— Your goal —
Display each line of the items below that contains the word "distant", copying those lines in full.

— Data —
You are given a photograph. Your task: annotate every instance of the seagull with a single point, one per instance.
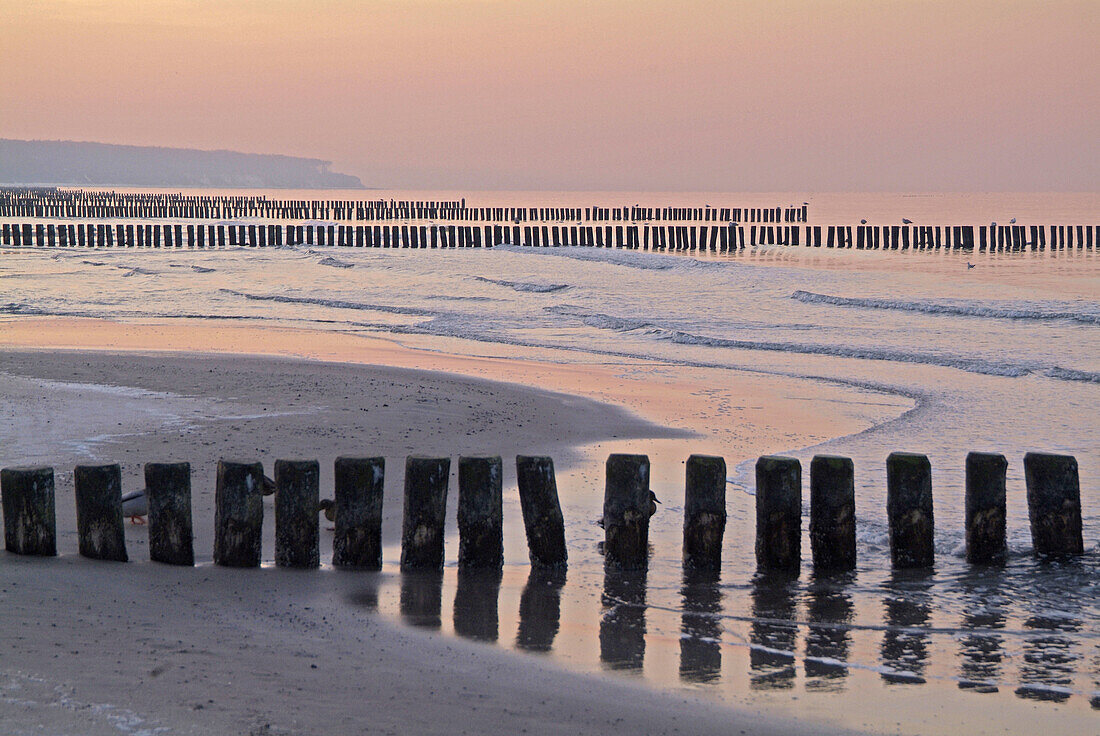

--

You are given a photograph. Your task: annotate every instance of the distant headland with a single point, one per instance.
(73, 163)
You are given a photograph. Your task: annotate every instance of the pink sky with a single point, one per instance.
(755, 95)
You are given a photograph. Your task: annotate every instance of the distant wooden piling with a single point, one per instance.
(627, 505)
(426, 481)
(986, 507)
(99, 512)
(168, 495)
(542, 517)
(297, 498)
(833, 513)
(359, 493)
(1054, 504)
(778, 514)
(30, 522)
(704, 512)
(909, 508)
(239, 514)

==

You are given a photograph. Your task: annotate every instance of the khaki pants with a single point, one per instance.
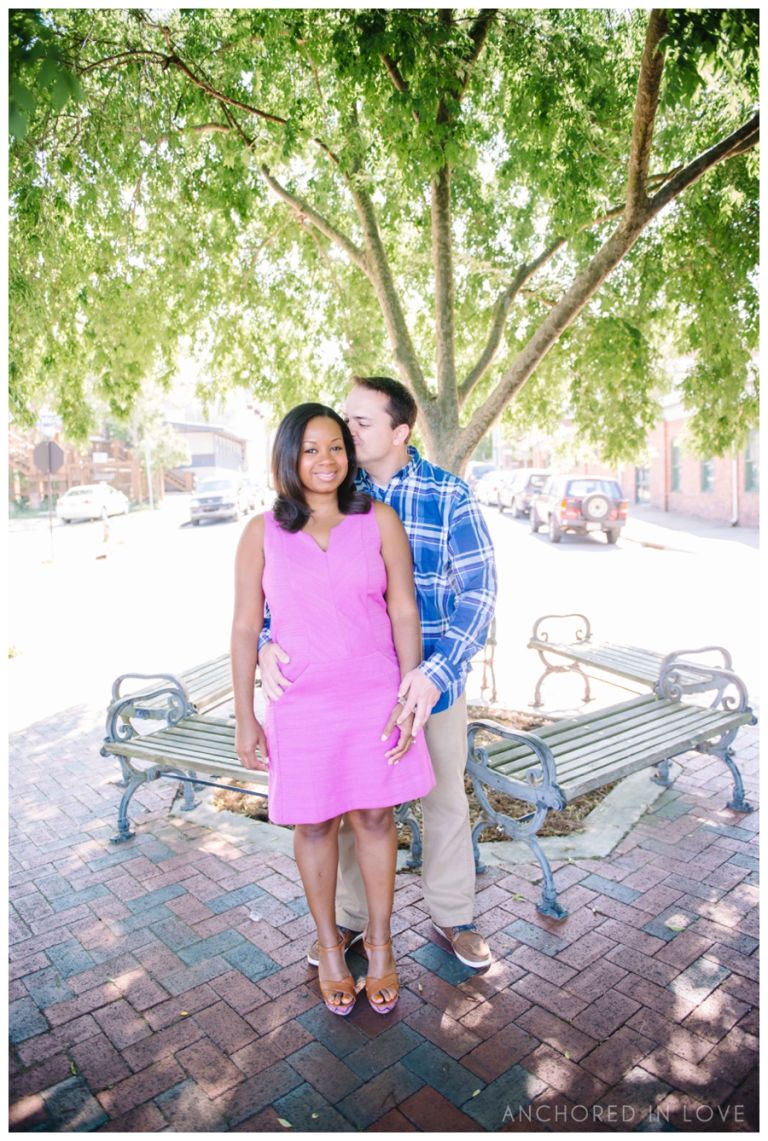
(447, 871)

— Task result —
You are given a photograph. Your task: annotate every instance of the distant headland with a single point, one per instance.
You are given a photograph. Your task: annotate every instance of the distant wooden piling with a single point, one per instance.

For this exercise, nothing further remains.